# How to get rid of flea infestation in carpet?



## ilovemykitty (Nov 30, 2009)

About a month ago, my two cats had a flea outbreak. They had been treated with frontline, but it didn't work? Since the outbreak, they have been treated twice with advantage, and it seems to have worked.
However, my bedroom carpet where the cats had slept up until then, is infested with fleas. I just can't get rid of them! I vacuum the room daily, and dispose of what's been vaccumed up. I tried putting salt down, as it says many places online, leaving it 24 hours, and vacuuming it up. It didn't help. Yesterday I went and spent $20 on Sentry Natural Defense Household spray (as I have a hamster in there in a big 55 gallon that's hard to move, as well as a puffer fish thats hard to move, and it says it's safe for them to be around). I took out all laundry and bedding and washed them. I vacuumed again and sprayed the entire room, made sure to get every crack and under all the furniture I could. I thought it had helped. I was standing in there for a good long time last night, and didn't see or get a single flea on me after I had done it. However, today I walked in there, and instantly got a bunch of fleas on my socks again.
I haven't let the cats anywhere near the room for a month now, for obvious reason. And Now it's getting to the point where I can't even go in there.

I may just have to find a way or get someone to help me move the hamster and fish out of there...

What else can I do?? I miss having my kitties sleep with me at night.


----------



## nanook (Jun 12, 2005)

Yikes! It sounds like you have a really bad infestation!
You may need to bomb but I'd try boric acid first (I've never heard of the salt theory, BTW) Sprinkle the BA liberally, everywhere. Then vacuum it up. Make sure you throw the vacuum bag out of the house too! And, I hope you're doing the whole house and not just that room.
If that doesn't work (it always has for me) I think you'll need to move the tanks and bomb.
Good luck!


----------



## ilovemykitty (Nov 30, 2009)

▶ _Written request a_:
Rewrite the entries from the line containing "# test: put a marker on the rickshaw" through the end of the entries as a JSON list of strings, one string per line, with blank lines omitted. Leave out the pictures.
These entries are unrelated to the forum thread about the flea infestation.

[Labeled-object pointing entries]

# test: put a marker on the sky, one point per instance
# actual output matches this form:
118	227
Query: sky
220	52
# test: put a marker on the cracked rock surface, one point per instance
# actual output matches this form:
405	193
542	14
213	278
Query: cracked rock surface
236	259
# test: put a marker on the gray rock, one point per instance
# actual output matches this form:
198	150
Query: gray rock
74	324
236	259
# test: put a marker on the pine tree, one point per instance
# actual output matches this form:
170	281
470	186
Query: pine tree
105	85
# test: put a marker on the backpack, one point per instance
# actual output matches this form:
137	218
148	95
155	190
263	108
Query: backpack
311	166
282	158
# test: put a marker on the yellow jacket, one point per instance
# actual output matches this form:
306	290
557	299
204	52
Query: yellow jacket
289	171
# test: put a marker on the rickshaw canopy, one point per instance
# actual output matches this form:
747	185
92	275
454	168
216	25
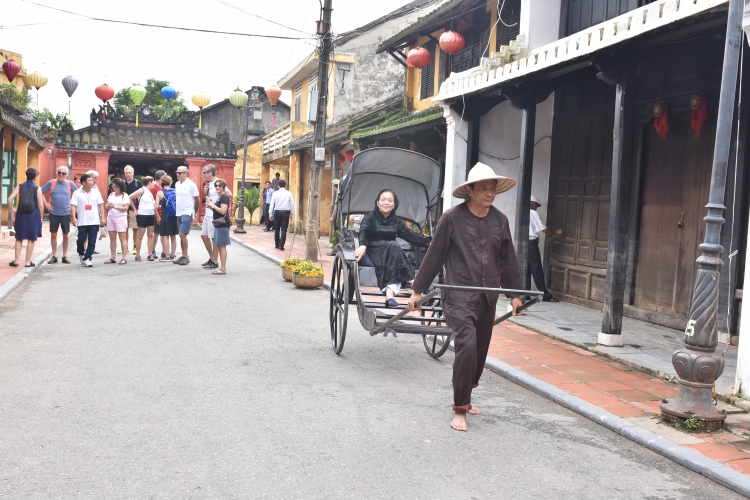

▶ _Written request b_:
In the flea infestation thread, what does nanook suggest trying before bombing the room?

▶ _Worked answer a_:
[
  "# test: put a marker on the rickshaw canopy, one point per instance",
  "# actual output matches this form:",
  "747\t185",
  "92\t275",
  "454\t168",
  "216\t25"
]

▶ _Worked answer b_:
Boric acid, sprinkled liberally everywhere and then vacuumed up.